Texto selecionado:
· · · · · · ·

Os estudos de mídia e política se intensificaram no Brasil nas últimas duas décadas (Rubim e Azevedo, 1998). Após as primeiras eleições democráticas diretas, em 1989, toda uma geração de pesquisadores passou se preocupar com temas relativos à comunicação e política, como agendamento, configurações do espaço público, espetacularização, midiatização, propaganda e marketing político-eleitorais, entre outros.
Em seu estudo sobre as pesquisas referentes ao tema, entre 1989 e 2002, Colling (2007) destaca as particularidades dos cenários de cada eleição e as diferentes abordagens que os pesquisadores utilizaram para analisar os dados. Segundo ele, um grupo significativo de estudiosos percebeu, apenas, impactos ruins da imprensa sobre as eleições. “Trata-se de um mesmo discurso crítico, muitas vezes simplista e redutor que, de um modo geral, poderia ser assim resumido: a mídia despolitiza e espetaculariza as eleições, age sempre intencionalmente e manipula e agenda o receptor” (COLLING, 2007, p. 43).
A complexidade da sociedade atual e o desenvolvimento da mídia reconfiguram o cenário da comunicação política. Na contemporaneidade, levando em conta o tamanho das metrópoles e as restrições que o capitalismo impõe, é improvável que os cidadãos possam acompanhar o processo de negociação e deliberação. “(…) a política já não controla de modo pleno a sua própria realização como atividade necessariamente pública” (RUBIM, p. 128, 1999). O acesso à informação e ao acontecimento político está, sobretudo, condicionado á atuação da imprensa. Isso não significa que a comunicação interpessoal, transmitida pelos líderes de opinião não exista. Pelo contrário, passou a concorrer com uma intrincada gama de processos comunicacionais, que se interrelacionam.
Cenários e conjunturas singulares
Nesse sentido, a mídia age como um ator político, interagindo com diversos outros atores sociais na construção da comunicação política. Como consta em Rubim (1999), ela surge como local privilegiado de concentração de poder, na constituição de uma nova dimensão pública e uma nova sociabilidade. Rubim e Colling (2005) enfatizam que os dois campos têm posições, ao mesmo tempo, contrastantes e similares; forças complementares e antagônicas. A relação, pois, é marcada por momentos de conflito, negociação e acordo, na qual a dinâmica é de contínua locomoção. “Esta tensa conexão – porque sempre simultaneamente conflituosa e complementar – coloca continuadamente em disputa os poderes e as predominâncias da política e da mídia” (RUBIM & COLLING, 2005, p. 13).
A mídia não funciona apenas como um elo de intermediação (passiva) entre política e cidadãos. Nesta mediação há intervenção ativa de muitos atores sociais, tais como proprietários das empresas, profissionais, anunciantes, fontes, entidades, forças políticas presentes na sociedade. Além disso, ela sofre os efeitos da cultura e rotinas de produção, que inevitavelmente irão envolver seleções, agendamentos, silenciamentos, enquadramentos etc. (RUBIM & COLLING, 2005, p. 31).

· · · · · · ·

Tarefa proposta A: Informe quantas linhas contêm a palavra "dirt". Responda apenas com o número.
O texto e as linhas são materiais independentes entre si.

Registros de dados sobre a localização de objetos:
· · · · · · ·

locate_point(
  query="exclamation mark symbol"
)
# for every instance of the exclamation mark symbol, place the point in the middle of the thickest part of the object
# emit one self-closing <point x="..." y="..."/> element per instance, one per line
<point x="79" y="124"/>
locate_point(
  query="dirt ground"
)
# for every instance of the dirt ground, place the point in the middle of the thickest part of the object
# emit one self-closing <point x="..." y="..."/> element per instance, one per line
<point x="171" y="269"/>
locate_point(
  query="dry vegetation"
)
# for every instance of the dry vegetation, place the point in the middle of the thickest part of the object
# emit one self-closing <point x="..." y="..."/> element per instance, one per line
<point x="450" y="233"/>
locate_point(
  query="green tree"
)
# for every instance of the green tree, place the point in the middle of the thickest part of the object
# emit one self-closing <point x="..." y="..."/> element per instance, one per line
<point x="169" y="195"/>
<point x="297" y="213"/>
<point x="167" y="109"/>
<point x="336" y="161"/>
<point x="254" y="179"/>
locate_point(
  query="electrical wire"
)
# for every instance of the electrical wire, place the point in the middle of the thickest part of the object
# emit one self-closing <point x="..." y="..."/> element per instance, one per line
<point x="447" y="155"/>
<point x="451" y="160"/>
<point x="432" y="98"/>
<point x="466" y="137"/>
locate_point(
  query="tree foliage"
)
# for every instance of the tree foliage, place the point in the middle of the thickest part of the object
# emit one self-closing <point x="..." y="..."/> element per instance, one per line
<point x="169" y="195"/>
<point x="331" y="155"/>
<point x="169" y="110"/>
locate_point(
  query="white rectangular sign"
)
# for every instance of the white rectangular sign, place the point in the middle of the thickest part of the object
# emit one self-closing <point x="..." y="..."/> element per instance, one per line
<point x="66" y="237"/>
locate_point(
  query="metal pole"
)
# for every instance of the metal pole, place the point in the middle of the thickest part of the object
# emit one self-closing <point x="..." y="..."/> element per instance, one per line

· · · · · · ·

Tarefa proposta B:
Responda com base no texto sobre mídia e política:
(i) Em que ano ocorreram as primeiras eleições democráticas diretas citadas?
(ii) Que período das pesquisas sobre o tema Colling (2007) estudou?
(iii) Segundo Rubim e Colling (2005), por quais momentos é marcada a relação entre os dois campos?

Resposta A: 2

Resposta B:
(i) Em 1989.
(ii) De 1989 a 2002.
(iii) Por momentos de conflito, negociação e acordo.